-- Records provided follows --

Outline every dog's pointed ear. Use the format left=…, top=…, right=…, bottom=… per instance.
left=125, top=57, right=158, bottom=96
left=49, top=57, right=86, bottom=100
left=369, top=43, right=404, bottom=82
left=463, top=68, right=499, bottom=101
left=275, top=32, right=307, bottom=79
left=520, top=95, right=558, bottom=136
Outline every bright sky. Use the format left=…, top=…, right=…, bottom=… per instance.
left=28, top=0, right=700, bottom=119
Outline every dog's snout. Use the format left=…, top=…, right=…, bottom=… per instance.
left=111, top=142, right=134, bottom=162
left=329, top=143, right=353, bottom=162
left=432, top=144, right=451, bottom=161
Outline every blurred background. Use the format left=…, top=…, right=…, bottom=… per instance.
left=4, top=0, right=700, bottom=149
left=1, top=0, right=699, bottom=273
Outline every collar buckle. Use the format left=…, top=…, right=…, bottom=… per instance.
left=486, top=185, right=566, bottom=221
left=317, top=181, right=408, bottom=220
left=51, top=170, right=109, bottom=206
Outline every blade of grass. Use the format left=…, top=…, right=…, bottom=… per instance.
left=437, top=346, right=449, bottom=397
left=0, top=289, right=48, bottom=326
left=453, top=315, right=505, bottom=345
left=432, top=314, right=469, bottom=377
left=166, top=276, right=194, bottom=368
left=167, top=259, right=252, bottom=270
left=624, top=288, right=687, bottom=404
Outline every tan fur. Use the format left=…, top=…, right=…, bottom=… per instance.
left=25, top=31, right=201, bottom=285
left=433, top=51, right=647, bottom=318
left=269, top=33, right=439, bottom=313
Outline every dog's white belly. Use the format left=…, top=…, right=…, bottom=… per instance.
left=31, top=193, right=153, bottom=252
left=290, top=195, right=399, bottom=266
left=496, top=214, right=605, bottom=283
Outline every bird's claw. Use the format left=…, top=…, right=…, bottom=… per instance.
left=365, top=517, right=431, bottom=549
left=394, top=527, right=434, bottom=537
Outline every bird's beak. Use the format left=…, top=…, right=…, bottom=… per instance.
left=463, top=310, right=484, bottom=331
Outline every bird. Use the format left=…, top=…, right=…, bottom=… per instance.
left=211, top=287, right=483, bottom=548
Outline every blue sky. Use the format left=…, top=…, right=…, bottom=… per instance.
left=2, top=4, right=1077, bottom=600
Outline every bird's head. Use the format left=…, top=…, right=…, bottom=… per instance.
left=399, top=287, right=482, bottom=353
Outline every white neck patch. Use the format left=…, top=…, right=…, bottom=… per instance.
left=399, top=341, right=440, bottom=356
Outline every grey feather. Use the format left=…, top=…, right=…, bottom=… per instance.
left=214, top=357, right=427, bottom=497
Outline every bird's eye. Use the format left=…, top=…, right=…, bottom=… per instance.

-- Records provided concluded --

Brief - Return every record in full, word for word.

Response area -
Outline every dog's pointed ear. Use the format left=…, top=…, right=…, bottom=… per instance.
left=125, top=57, right=158, bottom=96
left=49, top=57, right=86, bottom=100
left=369, top=43, right=404, bottom=82
left=463, top=68, right=499, bottom=101
left=275, top=32, right=307, bottom=79
left=520, top=95, right=558, bottom=136
Outline every bright sky. Use the format left=…, top=…, right=…, bottom=… per instance.
left=28, top=0, right=700, bottom=119
Outline every dog's snout. Use the format left=…, top=…, right=…, bottom=… per instance.
left=111, top=142, right=134, bottom=162
left=329, top=143, right=353, bottom=162
left=432, top=144, right=451, bottom=161
Outline every blurred background. Use the format left=…, top=…, right=…, bottom=… per instance.
left=4, top=0, right=700, bottom=149
left=1, top=0, right=699, bottom=273
Outline every collar buckle. Use the format left=…, top=…, right=…, bottom=… per instance.
left=486, top=185, right=566, bottom=221
left=317, top=181, right=408, bottom=220
left=51, top=170, right=109, bottom=206
Outline every blade of grass. Use the format left=…, top=…, right=…, bottom=… per instance.
left=437, top=346, right=449, bottom=397
left=0, top=289, right=48, bottom=326
left=453, top=315, right=505, bottom=345
left=432, top=314, right=469, bottom=377
left=166, top=276, right=194, bottom=368
left=167, top=259, right=252, bottom=270
left=624, top=288, right=687, bottom=404
Outline every tan fur. Use the format left=…, top=…, right=…, bottom=… per instance.
left=25, top=31, right=201, bottom=285
left=433, top=51, right=647, bottom=318
left=269, top=33, right=439, bottom=313
Outline every dog's white belly. Use the format left=…, top=…, right=…, bottom=… per instance.
left=31, top=193, right=153, bottom=252
left=290, top=195, right=399, bottom=266
left=496, top=214, right=605, bottom=283
Outline every bird's claw. Use the format left=…, top=…, right=…, bottom=… per instance.
left=365, top=517, right=431, bottom=549
left=394, top=527, right=434, bottom=537
Outline every bird's beak. Use the format left=…, top=…, right=…, bottom=… per instance.
left=463, top=310, right=484, bottom=331
Outline every bird. Use the format left=…, top=…, right=…, bottom=… per instance.
left=211, top=287, right=483, bottom=548
Outline every blue sky. Use the format left=…, top=…, right=…, bottom=… per instance.
left=2, top=4, right=1077, bottom=600
Outline every bird's head. Use the format left=…, top=…, right=…, bottom=… per instance.
left=399, top=287, right=482, bottom=353
Outline every white neck patch. Use the format left=…, top=…, right=…, bottom=… per instance.
left=399, top=341, right=440, bottom=356
Outline every grey feather. Use the format left=…, top=…, right=…, bottom=… per instance.
left=214, top=357, right=427, bottom=497
Outline every bird's eye. Use the format left=…, top=…, right=…, bottom=… per instance.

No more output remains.